--- Task data ---
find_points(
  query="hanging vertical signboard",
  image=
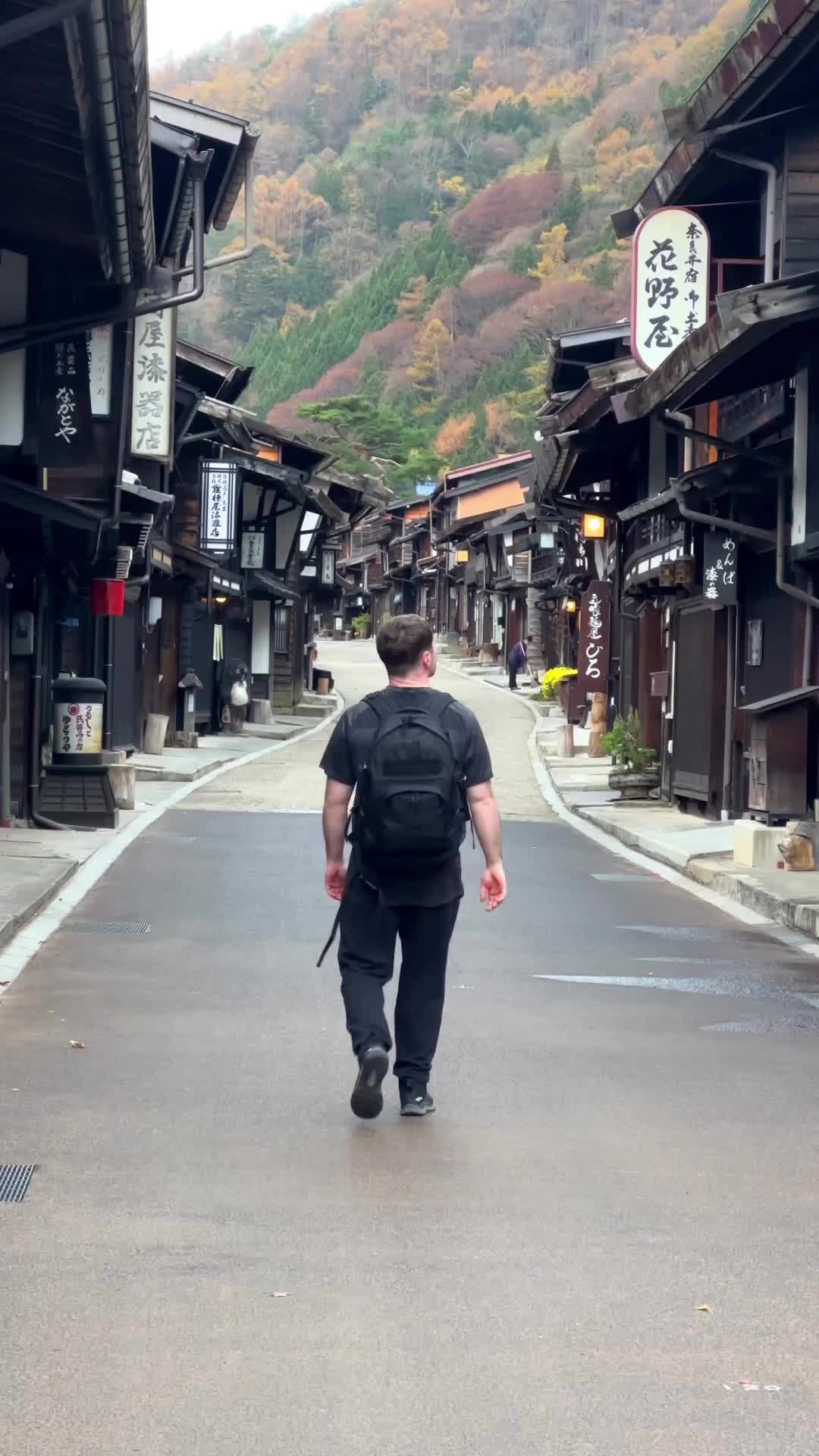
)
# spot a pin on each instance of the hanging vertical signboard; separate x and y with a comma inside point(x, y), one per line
point(719, 568)
point(670, 287)
point(218, 520)
point(253, 551)
point(595, 639)
point(328, 568)
point(66, 436)
point(99, 357)
point(152, 383)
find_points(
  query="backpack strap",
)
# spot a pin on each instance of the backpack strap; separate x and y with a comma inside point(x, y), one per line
point(441, 707)
point(372, 701)
point(384, 712)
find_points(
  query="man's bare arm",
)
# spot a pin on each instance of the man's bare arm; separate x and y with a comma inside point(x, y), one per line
point(334, 823)
point(485, 817)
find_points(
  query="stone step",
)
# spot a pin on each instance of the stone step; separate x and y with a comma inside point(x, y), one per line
point(319, 710)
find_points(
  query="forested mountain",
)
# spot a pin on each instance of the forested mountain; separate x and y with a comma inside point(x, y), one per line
point(435, 182)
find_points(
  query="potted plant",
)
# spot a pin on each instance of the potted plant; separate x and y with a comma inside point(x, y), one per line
point(556, 686)
point(635, 769)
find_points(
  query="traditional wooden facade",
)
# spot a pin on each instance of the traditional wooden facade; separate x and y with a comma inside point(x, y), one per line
point(484, 554)
point(704, 466)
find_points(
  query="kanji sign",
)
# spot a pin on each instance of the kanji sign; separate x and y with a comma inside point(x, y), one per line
point(152, 383)
point(99, 357)
point(218, 522)
point(670, 294)
point(77, 727)
point(64, 406)
point(595, 638)
point(253, 551)
point(719, 568)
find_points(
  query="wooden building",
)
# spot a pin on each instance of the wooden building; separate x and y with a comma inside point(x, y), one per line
point(484, 554)
point(703, 465)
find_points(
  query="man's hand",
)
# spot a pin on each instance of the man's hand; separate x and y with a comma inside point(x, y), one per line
point(493, 886)
point(335, 878)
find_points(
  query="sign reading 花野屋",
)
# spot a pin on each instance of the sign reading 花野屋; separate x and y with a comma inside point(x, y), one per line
point(670, 287)
point(595, 638)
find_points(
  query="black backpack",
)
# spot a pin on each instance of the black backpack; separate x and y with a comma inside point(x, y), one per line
point(411, 801)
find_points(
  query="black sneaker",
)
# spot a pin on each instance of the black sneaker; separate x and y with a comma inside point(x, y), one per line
point(368, 1098)
point(416, 1101)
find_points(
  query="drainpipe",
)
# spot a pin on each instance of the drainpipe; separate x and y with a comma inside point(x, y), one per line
point(249, 229)
point(19, 337)
point(36, 714)
point(806, 598)
point(770, 202)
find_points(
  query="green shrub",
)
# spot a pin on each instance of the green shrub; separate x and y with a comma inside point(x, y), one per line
point(626, 745)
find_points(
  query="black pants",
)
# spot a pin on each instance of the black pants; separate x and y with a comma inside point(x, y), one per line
point(366, 954)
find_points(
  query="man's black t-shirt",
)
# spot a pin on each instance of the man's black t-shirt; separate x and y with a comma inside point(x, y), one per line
point(347, 753)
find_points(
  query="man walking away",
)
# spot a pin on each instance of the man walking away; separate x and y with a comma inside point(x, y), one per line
point(420, 766)
point(518, 663)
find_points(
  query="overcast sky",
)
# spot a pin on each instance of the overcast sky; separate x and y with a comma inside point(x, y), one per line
point(177, 28)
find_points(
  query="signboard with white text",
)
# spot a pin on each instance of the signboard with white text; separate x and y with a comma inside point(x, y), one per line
point(253, 551)
point(595, 638)
point(152, 383)
point(218, 522)
point(670, 287)
point(99, 343)
point(719, 568)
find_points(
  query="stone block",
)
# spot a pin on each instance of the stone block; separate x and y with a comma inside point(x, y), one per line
point(757, 846)
point(121, 778)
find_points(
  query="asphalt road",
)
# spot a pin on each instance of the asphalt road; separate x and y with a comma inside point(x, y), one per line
point(216, 1258)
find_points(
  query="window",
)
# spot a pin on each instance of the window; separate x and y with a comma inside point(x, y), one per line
point(308, 533)
point(280, 629)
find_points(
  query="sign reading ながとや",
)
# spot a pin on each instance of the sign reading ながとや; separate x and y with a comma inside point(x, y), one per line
point(670, 287)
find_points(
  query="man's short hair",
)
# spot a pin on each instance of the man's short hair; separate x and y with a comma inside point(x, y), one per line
point(401, 644)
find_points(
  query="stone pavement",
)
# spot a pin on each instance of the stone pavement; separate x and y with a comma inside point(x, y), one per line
point(36, 864)
point(700, 849)
point(215, 1258)
point(293, 783)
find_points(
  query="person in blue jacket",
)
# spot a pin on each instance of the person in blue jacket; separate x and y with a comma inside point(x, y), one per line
point(518, 663)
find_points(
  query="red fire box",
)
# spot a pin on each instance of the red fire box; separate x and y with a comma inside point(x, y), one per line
point(107, 599)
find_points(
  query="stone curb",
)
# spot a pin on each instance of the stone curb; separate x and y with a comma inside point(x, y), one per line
point(42, 918)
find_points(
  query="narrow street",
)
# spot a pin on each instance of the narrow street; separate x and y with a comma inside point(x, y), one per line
point(604, 1232)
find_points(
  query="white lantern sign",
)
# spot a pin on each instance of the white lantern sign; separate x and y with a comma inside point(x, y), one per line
point(670, 287)
point(218, 520)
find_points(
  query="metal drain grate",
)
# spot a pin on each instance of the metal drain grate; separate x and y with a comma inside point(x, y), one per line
point(110, 927)
point(15, 1180)
point(172, 839)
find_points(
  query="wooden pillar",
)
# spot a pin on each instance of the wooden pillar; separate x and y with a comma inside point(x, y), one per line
point(599, 723)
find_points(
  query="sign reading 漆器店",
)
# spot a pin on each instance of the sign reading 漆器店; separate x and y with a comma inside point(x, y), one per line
point(670, 287)
point(218, 520)
point(595, 638)
point(152, 383)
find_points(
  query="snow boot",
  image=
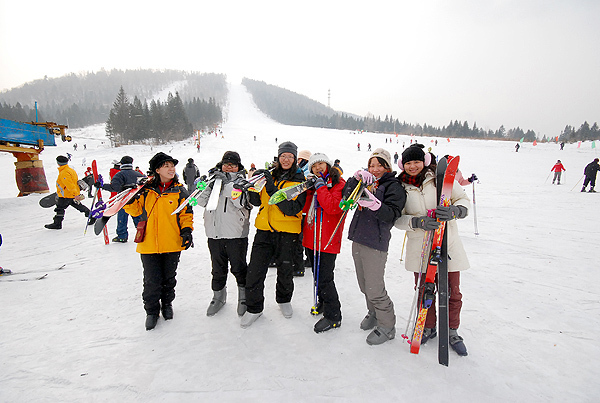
---
* [What to work on]: Output the material above exactly, without pictures.

* [Response]:
find_points(
  query="hanging vertical signboard",
  image=
)
# spot a pin on each instance of the hanging vertical signboard; separate x and y with a comma inside point(x, y), one per line
point(719, 568)
point(670, 287)
point(218, 520)
point(253, 551)
point(595, 639)
point(328, 568)
point(66, 436)
point(99, 357)
point(152, 383)
find_points(
  query="backpack strap",
)
# spot a pin on each instance of the backpack strap; separate x and y with a comma inside point(x, y), one per line
point(441, 707)
point(372, 701)
point(384, 712)
find_points(
  query="man's bare arm",
)
# spot a pin on each instance of the man's bare arm; separate x and y with a comma inside point(x, y), one per line
point(334, 823)
point(485, 817)
find_points(
  query="stone step",
)
# spot a pin on each instance of the stone step; separate x and y with a comma inside point(x, y), one per line
point(319, 710)
find_points(
  query="forested mountain",
)
# spot a pin on each instance of the forested mountain; separate x and y with a comma inside point(x, y), one per line
point(435, 182)
find_points(
  query="potted plant",
)
# spot a pin on each instance of the potted plant; separate x and y with a comma inside point(x, y), one per line
point(556, 686)
point(635, 769)
find_points(
  query="traditional wooden facade",
)
# spot a pin on each instance of the traditional wooden facade; separate x and y with a comma inside point(x, y), one per line
point(484, 554)
point(704, 466)
find_points(
  query="kanji sign",
)
# spot a pin on each instance of the kanji sign; separate x and y with a comma inside point(x, y), one per line
point(152, 383)
point(99, 357)
point(218, 522)
point(670, 294)
point(77, 727)
point(64, 406)
point(595, 638)
point(253, 551)
point(719, 568)
find_points(
  query="wooden building",
)
# spot a pin on each instance of the wooden building; separate x and y with a comma inside point(x, y), one per line
point(484, 554)
point(703, 465)
find_points(
  query="man's hand",
)
# spot a pin on each instance of the man's hand; separate x and y with a comma inside point(x, y), one per line
point(493, 886)
point(335, 878)
find_points(
  query="sign reading 花野屋",
)
# spot a pin on each instance of the sign reading 花野屋; separate x and y with a comma inside point(x, y), one per line
point(670, 287)
point(595, 638)
find_points(
  query="black backpack",
)
# spot a pin on each instance of the black backpack; separate x and y with a comma inside point(x, y), one per line
point(411, 801)
find_points(
  query="black sneaker",
)
# spot a pin on each instance of the black sneaker; separate x and y with a comma inside point(x, y), one per line
point(368, 1098)
point(416, 1101)
find_points(
  query="drainpipe",
)
# spot a pin on each instance of the drainpipe; separate x and y with a comma inside point(x, y), one per line
point(249, 229)
point(19, 337)
point(36, 714)
point(806, 598)
point(770, 202)
find_points(
  query="green shrub",
)
# spot a pin on each instance of the green shrub; separate x and y with a comma inside point(x, y), one per line
point(626, 745)
find_points(
  query="black pants",
)
# spot a pin on each instance of the black pants; separate x and y with a comma inside point(x, y), one per line
point(366, 954)
find_points(
  query="man's black t-shirt",
)
# spot a pin on each instance of the man's black t-shirt; separate x and y with a comma inside point(x, y), one per line
point(347, 753)
find_points(
  query="man walking away",
)
# spot a pin on each instance of the man walking away; separate x and y with a comma inside point(x, y), one per line
point(420, 766)
point(518, 663)
find_points(
  query="overcast sky",
)
# spot a pin on each instance of the overcast sky; separate x and y with a comma inside point(x, y), one per line
point(177, 28)
find_points(
  query="signboard with white text",
)
# spot a pin on each instance of the signboard with white text; separate x and y with a comma inside point(x, y), one per line
point(253, 551)
point(595, 638)
point(152, 383)
point(218, 522)
point(670, 287)
point(99, 343)
point(719, 568)
find_points(
  query="stone block",
)
# spot a pin on each instance of the stone block; separate x and y with a comma inside point(x, y), one per line
point(757, 846)
point(121, 778)
find_points(
  query="asphalt road",
)
# spot a pin on each instance of the asphalt road; separate x and y with a comma inside point(x, y), one per line
point(216, 1258)
find_points(
  query="window",
)
# spot a pin on each instance of the window; separate x and y with a comma inside point(x, y), one per line
point(308, 533)
point(280, 629)
find_points(
  query="sign reading ながとや",
)
# spot a pin on each instance of the sign reading ながとや; separate x and y with a comma inside point(x, y), one per line
point(670, 287)
find_points(
  query="man's short hair",
)
# spot a pin on each instance of the man's short hair; separate x and y with a comma inside point(x, y), one per line
point(401, 644)
find_points(
  query="stone pavement",
)
# spot a pin on each instance of the stone pavement; separate x and y with a comma inside point(x, y), one per line
point(36, 864)
point(700, 849)
point(215, 1258)
point(293, 783)
find_points(
  query="person in blue jacket",
)
# spot a pin on each instance of the person in blue jacket; separate x and y with a comma inside point(x, y), one per line
point(518, 663)
find_points(
  query="red fire box",
)
# spot a pin on each instance of the red fire box; separate x and y with a comma inside point(x, y), one per line
point(107, 599)
find_points(
  query="stone curb",
)
# spot a pin on each instance of the stone curb; separate x and y with a comma inside point(x, y), one per line
point(42, 918)
find_points(
  query="narrow street",
)
# spot a pin on each instance of the narrow street; separate x and y with a comma inside point(x, y), one per line
point(604, 1232)
find_points(
  query="white lantern sign",
)
# spot a pin on each instance of the white lantern sign; separate x and y with a comma inside point(x, y), one per line
point(670, 287)
point(218, 520)
find_points(
  query="metal drain grate",
)
# spot a pin on each instance of the metal drain grate; separate x and y with a comma inside point(x, y), one per line
point(110, 927)
point(15, 1180)
point(172, 839)
find_points(
  query="wooden pillar",
)
# spot a pin on each instance of the wooden pillar; separate x and y with a comma inside point(x, y), one per line
point(599, 723)
find_points(
  query="sign reading 漆器店",
)
# spot a pin on each instance of the sign reading 漆器店; separate x and y with a comma inside point(x, y), one per line
point(670, 287)
point(218, 520)
point(595, 638)
point(152, 383)
find_points(
  query="snow boot",
  image=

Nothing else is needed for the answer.